[TASK DETAILS]:
Every record is to be copied unchanged, except that its pictures are removed.
START RECORDS TO USE
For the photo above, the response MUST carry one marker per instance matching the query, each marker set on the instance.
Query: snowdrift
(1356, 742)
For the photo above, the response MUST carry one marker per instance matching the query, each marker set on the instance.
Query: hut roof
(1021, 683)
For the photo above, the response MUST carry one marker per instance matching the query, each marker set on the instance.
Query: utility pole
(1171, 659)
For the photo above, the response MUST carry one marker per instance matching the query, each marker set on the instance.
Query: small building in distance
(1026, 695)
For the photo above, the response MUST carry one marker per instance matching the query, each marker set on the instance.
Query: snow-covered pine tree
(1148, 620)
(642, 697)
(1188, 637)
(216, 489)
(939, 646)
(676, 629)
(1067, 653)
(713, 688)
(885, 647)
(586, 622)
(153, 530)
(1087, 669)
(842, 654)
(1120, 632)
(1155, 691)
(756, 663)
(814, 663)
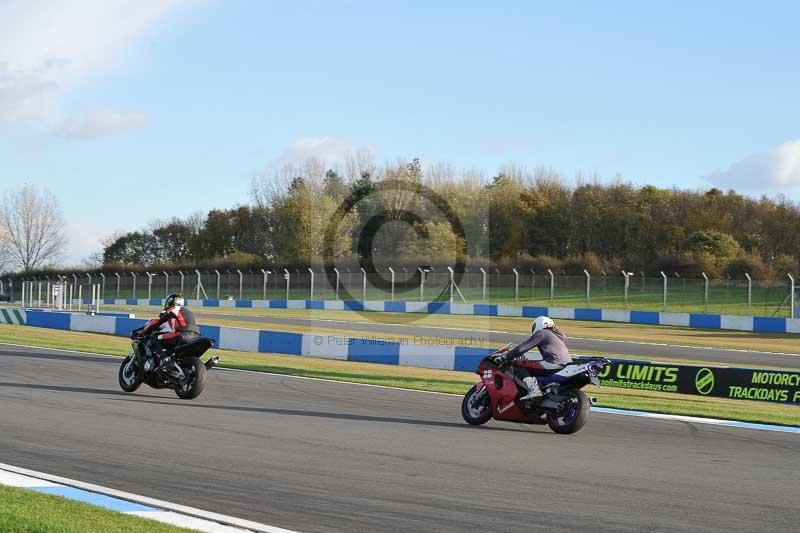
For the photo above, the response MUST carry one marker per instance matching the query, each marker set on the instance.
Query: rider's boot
(533, 389)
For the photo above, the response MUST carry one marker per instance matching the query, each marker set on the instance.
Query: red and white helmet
(542, 322)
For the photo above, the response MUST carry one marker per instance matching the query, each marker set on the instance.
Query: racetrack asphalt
(493, 339)
(312, 455)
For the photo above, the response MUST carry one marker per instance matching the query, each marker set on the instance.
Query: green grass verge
(418, 378)
(24, 510)
(704, 338)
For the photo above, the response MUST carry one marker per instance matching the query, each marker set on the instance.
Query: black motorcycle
(181, 371)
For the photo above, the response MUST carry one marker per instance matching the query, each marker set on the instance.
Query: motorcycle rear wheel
(473, 414)
(130, 374)
(574, 414)
(197, 379)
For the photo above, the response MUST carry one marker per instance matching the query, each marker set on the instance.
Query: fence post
(264, 289)
(149, 285)
(363, 285)
(421, 283)
(705, 296)
(749, 290)
(588, 285)
(626, 285)
(199, 284)
(452, 282)
(166, 283)
(336, 289)
(516, 284)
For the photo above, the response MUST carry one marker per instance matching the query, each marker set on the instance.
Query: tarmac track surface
(492, 339)
(312, 455)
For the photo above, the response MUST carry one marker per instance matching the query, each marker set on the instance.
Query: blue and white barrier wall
(451, 354)
(367, 350)
(692, 320)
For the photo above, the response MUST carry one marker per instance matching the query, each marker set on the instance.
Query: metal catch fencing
(625, 290)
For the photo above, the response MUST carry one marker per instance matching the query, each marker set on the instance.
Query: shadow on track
(334, 416)
(62, 357)
(64, 388)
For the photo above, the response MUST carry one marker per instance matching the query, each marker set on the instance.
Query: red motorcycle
(563, 405)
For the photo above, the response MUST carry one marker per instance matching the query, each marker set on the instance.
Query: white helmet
(542, 322)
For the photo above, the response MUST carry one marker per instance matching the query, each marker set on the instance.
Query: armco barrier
(724, 382)
(12, 316)
(758, 324)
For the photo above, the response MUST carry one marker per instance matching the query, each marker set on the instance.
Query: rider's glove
(499, 360)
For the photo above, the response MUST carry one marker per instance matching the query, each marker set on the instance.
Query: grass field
(414, 378)
(27, 511)
(744, 340)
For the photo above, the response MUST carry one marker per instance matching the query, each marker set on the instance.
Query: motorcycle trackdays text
(423, 340)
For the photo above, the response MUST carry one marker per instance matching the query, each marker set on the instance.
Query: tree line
(403, 215)
(516, 218)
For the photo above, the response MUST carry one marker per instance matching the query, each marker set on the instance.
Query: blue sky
(130, 111)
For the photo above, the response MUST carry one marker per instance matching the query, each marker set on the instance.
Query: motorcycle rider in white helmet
(552, 350)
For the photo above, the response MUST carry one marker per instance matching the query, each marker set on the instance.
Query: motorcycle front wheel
(130, 374)
(476, 408)
(196, 378)
(573, 414)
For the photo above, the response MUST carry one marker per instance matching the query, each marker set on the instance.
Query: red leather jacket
(173, 323)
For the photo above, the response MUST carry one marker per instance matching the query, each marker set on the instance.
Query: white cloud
(47, 48)
(84, 240)
(330, 150)
(99, 123)
(777, 170)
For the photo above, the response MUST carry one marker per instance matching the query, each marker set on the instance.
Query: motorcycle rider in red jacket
(175, 325)
(553, 353)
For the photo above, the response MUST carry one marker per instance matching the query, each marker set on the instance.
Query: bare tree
(4, 255)
(33, 226)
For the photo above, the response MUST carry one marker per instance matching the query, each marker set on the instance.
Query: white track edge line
END RECORDS TO USE
[EXPECTED ANSWER]:
For the photo above, the response MUST carry one marker per instance matching the query, each marker set on the instance.
Query: snowdrift
(1356, 742)
For the photo above, the response MUST carry one marker per instance matching the query, each marker set on the instance.
Query: hut roof
(1021, 683)
For the photo above, the response MUST carry one marker per instance matching the query, each marker set on the instance.
Query: utility pole
(1171, 659)
For the photo above, the response MUST carry one marker per instance matching the query, each marker set on the instance.
Query: small building in distance
(1026, 695)
For the photo above, the response MUST carry one marker per instance matching the query, each marker set on the instance.
Query: snow-covered pine tree
(1148, 620)
(642, 697)
(1188, 637)
(216, 489)
(939, 646)
(676, 629)
(1067, 653)
(713, 688)
(885, 647)
(586, 622)
(153, 530)
(1087, 669)
(842, 654)
(1120, 632)
(1155, 691)
(756, 663)
(814, 663)
For the photo above, the response MUST carry one marker per instance matching the query, each marker set on the instance.
Query: rider's boot
(533, 389)
For the photo above, the response MUST carry one marker per instance matching the query, each marker set on the instance.
Query: red and white helmet
(542, 322)
For the photo above, the response MUST carry one marker per instance matching the query, each marker set on the instance.
Query: racetrack asphalt
(493, 339)
(312, 455)
For the photo above, the response MUST carry one marker per instance matching the query, each marker set on the instance.
Query: green grass verge
(418, 378)
(24, 510)
(704, 338)
For the photo above, the response MUST carry one marker per instance matching the query, each marker set on the instance.
Query: black motorcycle
(181, 371)
For the photo above, the response MUST carry one marker per instance matching the query, each marker set on the instance.
Query: motorcycle rear wheel
(473, 414)
(130, 374)
(574, 414)
(197, 379)
For the photo above, the response MUST carry one marker per instance matching the query, each marker set on the instance.
Query: fence post
(264, 289)
(149, 285)
(363, 285)
(421, 283)
(705, 296)
(749, 290)
(588, 285)
(626, 285)
(199, 284)
(452, 282)
(166, 283)
(336, 289)
(516, 284)
For the photo above, the response MUST carry one marker per instance matching the query, each marker set on the instance.
Query: tarmac track surface
(492, 339)
(312, 455)
For the photo above, the response MUST carry one marker per instance matching the query, each marker set on the instance.
Query: blue and white barrier wall
(451, 354)
(367, 350)
(692, 320)
For the photo above, the response MUST carry one marker per instance matching the query, each marker set on the instance.
Query: metal catch fencing
(625, 290)
For the photo above, the response MUST carry one marker per instance matching the query, each marker set on the instance.
Query: shadow on track
(334, 416)
(62, 357)
(64, 388)
For the photo above, the response MUST carry one marker per instance matching the query, each marker set on the instance.
Query: red motorcycle
(563, 405)
For the photo above, the response MUST carry one marker per instance matching the query, each marker set on the instance.
Query: white helmet
(542, 322)
For the photo above, the response MUST carry one marker per instance matching the query, each marker set on the instance.
Query: armco barrier
(724, 382)
(12, 316)
(758, 324)
For the photo above, the response MUST carry one marker per instance matching the query, each marker set on the instance.
Query: rider's glove
(499, 360)
For the photo above, the response MUST carry one marker per instance matching the query, each marker set on the instance.
Query: grass field
(414, 378)
(27, 511)
(744, 340)
For the photo above, the response MUST carry one marker per instance matching the query, each marker set on the instance.
Query: motorcycle trackdays text
(423, 340)
For the photo above, the response MUST carry one marker per instance matching the query, each marker set on the instance.
Query: tree line
(403, 215)
(516, 218)
For the photo above, the response MUST carry one marker per instance matching the query, each marker set on the instance.
Query: blue sky
(130, 111)
For the photo above, the response MUST carry one marker per instance matching the query, each marker set on the instance.
Query: motorcycle rider in white helmet
(552, 350)
For the photo above, the response MUST carry one marker per instance matching the query, each marker set on the instance.
Query: motorcycle front wheel
(130, 374)
(476, 408)
(196, 378)
(573, 414)
For the photo above, the response MUST carry one marker per instance matching the query, each marker set on the instance.
Query: red leather jacket
(173, 323)
For the photo above, the response MUST carry one marker per instance matching the query, each marker set on the instance.
Query: white cloud
(47, 48)
(84, 240)
(330, 150)
(99, 123)
(777, 170)
For the photo above, the response MUST carry one marker per instance matching the query, each marker set on the instance.
Query: motorcycle rider in red jacket
(175, 325)
(553, 353)
For the photo above, the response MUST carry one marker per instance matching the query, each marker set on the instance.
Query: bare tree
(4, 255)
(33, 226)
For the photo above, the response MUST carry one marker per instance matching the query, each marker set on the instance.
Query: white track edge line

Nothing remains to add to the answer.